* [Material supplied]:
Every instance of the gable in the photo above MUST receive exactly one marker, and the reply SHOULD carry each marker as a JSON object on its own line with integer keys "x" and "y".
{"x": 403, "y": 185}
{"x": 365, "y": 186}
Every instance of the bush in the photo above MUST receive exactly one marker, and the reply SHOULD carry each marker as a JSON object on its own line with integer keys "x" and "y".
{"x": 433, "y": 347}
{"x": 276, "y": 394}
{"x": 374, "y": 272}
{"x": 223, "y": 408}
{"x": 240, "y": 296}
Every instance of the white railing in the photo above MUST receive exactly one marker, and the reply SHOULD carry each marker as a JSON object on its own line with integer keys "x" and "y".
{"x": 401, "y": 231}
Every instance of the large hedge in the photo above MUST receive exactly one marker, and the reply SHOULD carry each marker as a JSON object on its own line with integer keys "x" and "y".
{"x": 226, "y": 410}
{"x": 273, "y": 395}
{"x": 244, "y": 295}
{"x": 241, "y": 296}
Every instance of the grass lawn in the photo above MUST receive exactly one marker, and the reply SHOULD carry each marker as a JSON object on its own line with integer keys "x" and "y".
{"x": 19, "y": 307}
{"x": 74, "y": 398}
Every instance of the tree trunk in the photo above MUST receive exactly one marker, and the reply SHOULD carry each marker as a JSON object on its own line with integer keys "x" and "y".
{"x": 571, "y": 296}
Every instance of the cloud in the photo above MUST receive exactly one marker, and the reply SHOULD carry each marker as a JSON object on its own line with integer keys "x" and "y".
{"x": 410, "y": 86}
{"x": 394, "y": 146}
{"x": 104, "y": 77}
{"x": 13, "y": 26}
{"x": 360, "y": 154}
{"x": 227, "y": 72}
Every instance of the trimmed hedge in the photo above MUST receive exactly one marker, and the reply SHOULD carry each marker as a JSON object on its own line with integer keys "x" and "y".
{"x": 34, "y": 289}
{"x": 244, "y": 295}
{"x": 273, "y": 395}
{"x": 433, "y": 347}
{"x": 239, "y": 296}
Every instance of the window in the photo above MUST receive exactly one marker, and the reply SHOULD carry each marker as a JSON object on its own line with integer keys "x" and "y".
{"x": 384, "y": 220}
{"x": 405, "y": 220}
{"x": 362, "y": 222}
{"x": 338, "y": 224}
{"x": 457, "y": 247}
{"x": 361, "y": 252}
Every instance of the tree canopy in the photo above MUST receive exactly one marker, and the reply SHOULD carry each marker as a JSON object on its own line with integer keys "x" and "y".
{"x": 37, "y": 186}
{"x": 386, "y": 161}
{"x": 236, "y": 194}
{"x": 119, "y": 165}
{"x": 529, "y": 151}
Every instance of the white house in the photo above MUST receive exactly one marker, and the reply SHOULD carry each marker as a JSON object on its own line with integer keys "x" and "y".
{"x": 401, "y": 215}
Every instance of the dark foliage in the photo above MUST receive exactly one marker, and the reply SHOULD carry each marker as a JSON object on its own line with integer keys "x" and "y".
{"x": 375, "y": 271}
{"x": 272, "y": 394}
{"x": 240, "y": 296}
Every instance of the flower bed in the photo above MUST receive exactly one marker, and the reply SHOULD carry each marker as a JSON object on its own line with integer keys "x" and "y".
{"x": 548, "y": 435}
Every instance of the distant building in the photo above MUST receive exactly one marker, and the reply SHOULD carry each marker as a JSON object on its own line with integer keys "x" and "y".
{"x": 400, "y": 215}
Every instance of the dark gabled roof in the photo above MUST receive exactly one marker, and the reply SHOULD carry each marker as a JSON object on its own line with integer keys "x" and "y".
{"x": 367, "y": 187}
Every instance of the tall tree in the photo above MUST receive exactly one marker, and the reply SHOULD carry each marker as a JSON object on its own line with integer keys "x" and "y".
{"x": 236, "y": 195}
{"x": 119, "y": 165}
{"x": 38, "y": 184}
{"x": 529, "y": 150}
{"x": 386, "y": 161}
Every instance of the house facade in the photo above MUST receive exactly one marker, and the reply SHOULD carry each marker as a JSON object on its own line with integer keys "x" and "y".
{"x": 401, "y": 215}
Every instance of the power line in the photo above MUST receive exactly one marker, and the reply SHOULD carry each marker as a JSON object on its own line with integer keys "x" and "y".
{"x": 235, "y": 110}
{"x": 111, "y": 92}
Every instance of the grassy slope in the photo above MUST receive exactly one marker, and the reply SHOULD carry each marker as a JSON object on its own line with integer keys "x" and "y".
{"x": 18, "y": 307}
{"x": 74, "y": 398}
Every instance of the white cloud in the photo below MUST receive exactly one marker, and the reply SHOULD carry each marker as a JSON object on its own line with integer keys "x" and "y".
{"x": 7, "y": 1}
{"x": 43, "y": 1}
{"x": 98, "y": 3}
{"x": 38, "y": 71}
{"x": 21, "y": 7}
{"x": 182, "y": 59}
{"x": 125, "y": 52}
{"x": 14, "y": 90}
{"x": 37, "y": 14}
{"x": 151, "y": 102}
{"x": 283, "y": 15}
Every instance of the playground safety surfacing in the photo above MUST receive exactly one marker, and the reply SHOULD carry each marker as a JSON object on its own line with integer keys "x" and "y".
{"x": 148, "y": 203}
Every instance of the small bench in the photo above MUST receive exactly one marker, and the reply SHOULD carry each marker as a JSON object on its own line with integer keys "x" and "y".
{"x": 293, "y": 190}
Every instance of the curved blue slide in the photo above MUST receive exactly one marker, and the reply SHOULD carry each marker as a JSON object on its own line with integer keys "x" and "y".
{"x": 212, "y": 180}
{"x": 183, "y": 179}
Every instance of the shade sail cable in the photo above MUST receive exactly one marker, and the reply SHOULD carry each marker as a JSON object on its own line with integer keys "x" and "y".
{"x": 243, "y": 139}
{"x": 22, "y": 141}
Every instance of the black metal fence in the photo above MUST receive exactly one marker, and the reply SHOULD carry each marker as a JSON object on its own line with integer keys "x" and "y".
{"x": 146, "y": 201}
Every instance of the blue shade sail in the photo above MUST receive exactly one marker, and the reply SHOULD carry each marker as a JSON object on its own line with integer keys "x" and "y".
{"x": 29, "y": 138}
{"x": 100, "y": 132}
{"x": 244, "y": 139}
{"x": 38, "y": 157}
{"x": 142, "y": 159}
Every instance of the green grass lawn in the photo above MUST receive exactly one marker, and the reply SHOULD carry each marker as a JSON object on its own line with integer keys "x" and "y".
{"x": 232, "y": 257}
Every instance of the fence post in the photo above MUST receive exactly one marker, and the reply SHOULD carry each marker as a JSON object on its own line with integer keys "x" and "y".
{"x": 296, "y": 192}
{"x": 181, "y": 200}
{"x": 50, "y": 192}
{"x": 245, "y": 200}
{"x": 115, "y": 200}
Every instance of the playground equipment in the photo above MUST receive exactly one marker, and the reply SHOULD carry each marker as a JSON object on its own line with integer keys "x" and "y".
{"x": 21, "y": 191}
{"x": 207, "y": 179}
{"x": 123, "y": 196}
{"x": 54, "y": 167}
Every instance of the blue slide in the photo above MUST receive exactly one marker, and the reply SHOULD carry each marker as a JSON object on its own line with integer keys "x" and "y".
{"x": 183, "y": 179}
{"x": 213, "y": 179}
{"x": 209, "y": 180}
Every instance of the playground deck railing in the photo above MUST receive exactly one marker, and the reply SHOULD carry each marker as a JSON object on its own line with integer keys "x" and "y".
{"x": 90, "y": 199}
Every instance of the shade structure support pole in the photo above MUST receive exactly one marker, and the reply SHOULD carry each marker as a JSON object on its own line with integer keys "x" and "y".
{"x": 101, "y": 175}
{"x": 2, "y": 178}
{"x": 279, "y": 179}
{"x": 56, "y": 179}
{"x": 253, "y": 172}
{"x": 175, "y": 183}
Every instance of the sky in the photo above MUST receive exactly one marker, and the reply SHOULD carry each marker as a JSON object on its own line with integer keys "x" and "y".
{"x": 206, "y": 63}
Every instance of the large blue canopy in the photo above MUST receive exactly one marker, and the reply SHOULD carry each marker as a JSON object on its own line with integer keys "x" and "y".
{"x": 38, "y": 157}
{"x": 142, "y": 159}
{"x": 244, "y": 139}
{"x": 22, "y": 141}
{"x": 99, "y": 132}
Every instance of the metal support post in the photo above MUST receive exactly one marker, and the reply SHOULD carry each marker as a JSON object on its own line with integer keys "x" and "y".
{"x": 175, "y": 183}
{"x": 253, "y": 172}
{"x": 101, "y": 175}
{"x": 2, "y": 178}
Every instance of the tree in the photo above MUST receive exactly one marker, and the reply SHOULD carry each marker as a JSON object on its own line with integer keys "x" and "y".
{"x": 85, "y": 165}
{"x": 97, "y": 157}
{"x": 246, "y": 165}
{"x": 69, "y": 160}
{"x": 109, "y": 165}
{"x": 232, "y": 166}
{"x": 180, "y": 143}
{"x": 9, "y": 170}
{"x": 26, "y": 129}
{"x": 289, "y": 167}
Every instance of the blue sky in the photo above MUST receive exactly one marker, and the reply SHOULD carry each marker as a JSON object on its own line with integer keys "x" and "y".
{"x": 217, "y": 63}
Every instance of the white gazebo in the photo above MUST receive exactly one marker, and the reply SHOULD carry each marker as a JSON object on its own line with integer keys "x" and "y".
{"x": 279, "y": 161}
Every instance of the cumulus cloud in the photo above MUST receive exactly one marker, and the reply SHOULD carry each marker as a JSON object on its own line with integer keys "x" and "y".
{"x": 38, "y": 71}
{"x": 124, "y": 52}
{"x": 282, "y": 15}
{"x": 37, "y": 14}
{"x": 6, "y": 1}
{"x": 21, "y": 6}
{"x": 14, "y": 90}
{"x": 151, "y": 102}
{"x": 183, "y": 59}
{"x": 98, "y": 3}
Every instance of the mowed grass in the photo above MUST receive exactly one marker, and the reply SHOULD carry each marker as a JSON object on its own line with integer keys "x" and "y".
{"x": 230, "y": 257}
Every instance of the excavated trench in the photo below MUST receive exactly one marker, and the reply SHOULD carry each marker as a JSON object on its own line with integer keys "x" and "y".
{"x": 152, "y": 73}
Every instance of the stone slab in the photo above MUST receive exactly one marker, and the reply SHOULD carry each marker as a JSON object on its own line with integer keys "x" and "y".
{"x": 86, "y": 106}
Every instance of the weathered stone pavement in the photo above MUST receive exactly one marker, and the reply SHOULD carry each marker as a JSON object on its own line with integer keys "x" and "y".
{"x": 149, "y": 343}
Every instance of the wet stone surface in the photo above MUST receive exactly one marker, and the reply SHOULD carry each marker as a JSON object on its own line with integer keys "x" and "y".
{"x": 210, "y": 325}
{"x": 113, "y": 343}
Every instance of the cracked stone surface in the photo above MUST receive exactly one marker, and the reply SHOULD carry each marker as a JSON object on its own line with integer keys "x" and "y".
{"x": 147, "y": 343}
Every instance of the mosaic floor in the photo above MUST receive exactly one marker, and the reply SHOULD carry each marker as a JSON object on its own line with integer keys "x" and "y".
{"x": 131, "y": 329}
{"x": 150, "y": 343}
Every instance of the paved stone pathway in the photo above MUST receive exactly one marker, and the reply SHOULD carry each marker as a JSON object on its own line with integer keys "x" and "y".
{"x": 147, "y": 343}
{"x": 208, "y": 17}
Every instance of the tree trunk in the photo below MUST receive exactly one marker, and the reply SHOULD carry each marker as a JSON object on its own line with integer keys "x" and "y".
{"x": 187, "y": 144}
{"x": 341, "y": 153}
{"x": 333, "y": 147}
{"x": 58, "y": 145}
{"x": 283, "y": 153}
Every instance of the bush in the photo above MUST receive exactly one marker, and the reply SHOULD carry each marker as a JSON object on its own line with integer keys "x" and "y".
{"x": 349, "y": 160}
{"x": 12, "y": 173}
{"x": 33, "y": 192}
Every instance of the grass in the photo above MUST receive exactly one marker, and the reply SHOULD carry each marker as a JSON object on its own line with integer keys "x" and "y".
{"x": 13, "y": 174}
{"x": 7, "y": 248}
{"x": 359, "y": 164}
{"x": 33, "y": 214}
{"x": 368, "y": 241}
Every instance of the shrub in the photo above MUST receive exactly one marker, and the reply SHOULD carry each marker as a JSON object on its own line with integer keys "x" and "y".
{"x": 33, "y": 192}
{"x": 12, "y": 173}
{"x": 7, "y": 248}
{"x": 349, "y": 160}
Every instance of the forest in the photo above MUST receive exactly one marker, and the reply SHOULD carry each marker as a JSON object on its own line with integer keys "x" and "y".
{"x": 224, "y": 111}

* [Directive]:
Everything from the line containing "Every instance of the grass in" through the last line of the records must be given again exactly; leave out all other lines.

* [Solution to this task]:
Every instance of the grass in the photo above MUST receive exactly one marker, and the reply SHOULD carry each marker as a JSON object on its own line with integer keys "x" and "y".
{"x": 13, "y": 174}
{"x": 7, "y": 248}
{"x": 359, "y": 164}
{"x": 33, "y": 214}
{"x": 368, "y": 241}
Every instance of the shrub in the photo above MUST receive exactly one marker, and the reply SHOULD carry each marker as a JSON object on its own line with integer keys "x" and "y".
{"x": 33, "y": 192}
{"x": 12, "y": 173}
{"x": 7, "y": 248}
{"x": 349, "y": 160}
Every instance of the forest in the photo above MUST receive exactly one marker, and the reply SHOULD carry each marker as a JSON object on its own line with integer keys "x" and "y".
{"x": 224, "y": 111}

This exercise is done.